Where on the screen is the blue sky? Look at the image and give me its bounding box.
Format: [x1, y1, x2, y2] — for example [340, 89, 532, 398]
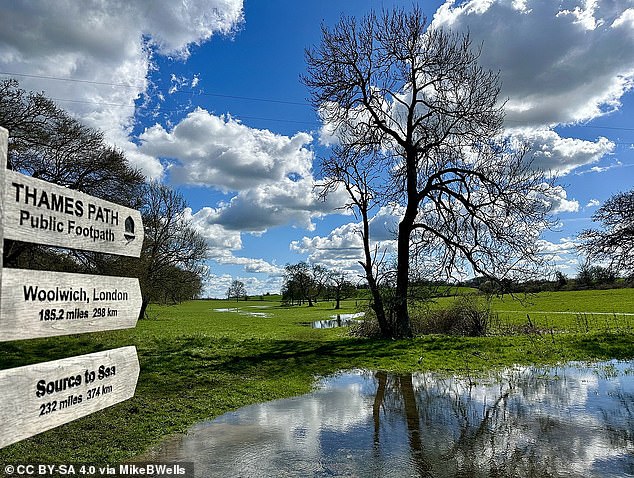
[0, 0, 634, 296]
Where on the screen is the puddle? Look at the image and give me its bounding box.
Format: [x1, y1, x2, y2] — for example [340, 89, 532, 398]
[310, 312, 365, 329]
[214, 308, 271, 318]
[139, 362, 634, 477]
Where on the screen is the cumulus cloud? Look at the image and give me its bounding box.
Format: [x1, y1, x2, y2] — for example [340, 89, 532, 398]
[139, 108, 313, 191]
[183, 207, 283, 276]
[290, 206, 402, 273]
[508, 128, 615, 175]
[432, 0, 634, 174]
[139, 109, 347, 233]
[0, 0, 243, 177]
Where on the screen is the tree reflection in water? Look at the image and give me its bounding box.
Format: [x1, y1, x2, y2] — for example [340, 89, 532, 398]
[373, 368, 634, 477]
[140, 362, 634, 478]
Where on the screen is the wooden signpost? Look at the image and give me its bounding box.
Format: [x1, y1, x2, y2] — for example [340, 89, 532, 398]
[0, 347, 139, 448]
[0, 127, 143, 448]
[0, 269, 141, 341]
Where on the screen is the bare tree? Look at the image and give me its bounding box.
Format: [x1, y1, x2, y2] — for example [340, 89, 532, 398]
[227, 279, 247, 302]
[579, 189, 634, 276]
[329, 271, 357, 310]
[303, 7, 552, 337]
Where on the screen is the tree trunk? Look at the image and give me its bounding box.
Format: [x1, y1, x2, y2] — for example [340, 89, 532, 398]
[139, 297, 150, 320]
[390, 218, 413, 339]
[390, 151, 418, 339]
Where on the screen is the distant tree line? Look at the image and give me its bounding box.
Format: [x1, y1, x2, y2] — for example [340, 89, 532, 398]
[282, 262, 357, 309]
[0, 79, 207, 316]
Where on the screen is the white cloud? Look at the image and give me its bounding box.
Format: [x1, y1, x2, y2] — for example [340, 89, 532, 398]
[539, 184, 579, 214]
[139, 108, 313, 191]
[0, 0, 243, 177]
[290, 206, 400, 274]
[507, 128, 615, 175]
[432, 0, 634, 174]
[432, 0, 634, 126]
[139, 109, 347, 233]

▸ What to do: Please copy all of the data above, changing "on the screen" to "in the photo" wherever it appears and leaving everything else the same. Omit the pictures from your answer.

▸ Exercise result:
Where in the photo is the blue sky? Look at the image and give me its bounding box.
Format: [x1, y1, x2, y2] — for example [340, 89, 532, 398]
[0, 0, 634, 296]
Where in the photo is the puddle? Look at the image and give me its bounding box.
Format: [x1, y1, x2, y2] — for example [340, 89, 532, 398]
[310, 312, 365, 329]
[214, 308, 271, 318]
[139, 362, 634, 477]
Where in the photo is the cumulus cloud? Look at the image and give me its bounding box.
Format: [x1, y1, x2, y2] — for example [340, 89, 532, 398]
[139, 108, 313, 191]
[183, 207, 283, 276]
[290, 206, 402, 273]
[508, 128, 615, 175]
[432, 0, 634, 174]
[139, 109, 347, 233]
[0, 0, 243, 177]
Where in the photo is the tree reflection in water? Look at the image and give me its bounding box.
Format: [x1, y1, x2, y2] — for example [340, 89, 532, 398]
[373, 368, 634, 477]
[140, 362, 634, 478]
Where in the photo is the wooden signpost? Look at the image and give me its bounding box.
Format: [x1, y1, x2, y2] — for example [340, 89, 532, 398]
[0, 347, 139, 448]
[0, 127, 143, 448]
[0, 269, 141, 341]
Where in the photo is the bare tree? Look at the image and give me its bounding box.
Format: [x1, y1, x2, y2] — for example [340, 89, 532, 398]
[227, 279, 247, 302]
[579, 189, 634, 276]
[329, 271, 357, 310]
[303, 7, 552, 337]
Where in the photo is the tree trunk? Look at the image and give me its bounding box.
Format: [x1, y1, x2, y2] — for example [340, 89, 532, 398]
[139, 297, 150, 320]
[390, 218, 413, 339]
[390, 151, 418, 339]
Where in the photo is the distant tree line? Look at the image and give me its bounding box.
Format: [x1, y1, x2, y2] — for example [340, 89, 532, 398]
[282, 262, 357, 309]
[0, 79, 207, 316]
Where in the photo is the white cloud? Look at the image and give me its bounding box.
Format: [x1, y1, x2, y2] — for example [340, 89, 532, 398]
[539, 184, 579, 214]
[139, 108, 313, 191]
[0, 0, 243, 177]
[290, 206, 400, 274]
[507, 128, 615, 175]
[432, 0, 634, 174]
[432, 0, 634, 126]
[139, 109, 347, 233]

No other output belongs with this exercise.